Required work: Set down the line that has "point: pink building" and each line beneath it, through the last line of the entries, exactly and with no others.

Input for this task:
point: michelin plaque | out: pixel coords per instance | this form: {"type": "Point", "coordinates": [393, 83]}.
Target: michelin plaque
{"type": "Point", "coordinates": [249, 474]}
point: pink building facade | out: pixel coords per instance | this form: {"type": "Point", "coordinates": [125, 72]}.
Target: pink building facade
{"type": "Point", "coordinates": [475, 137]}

Task result:
point: pink building facade | out: pixel coords per instance | this form: {"type": "Point", "coordinates": [125, 72]}.
Target: pink building facade
{"type": "Point", "coordinates": [475, 137]}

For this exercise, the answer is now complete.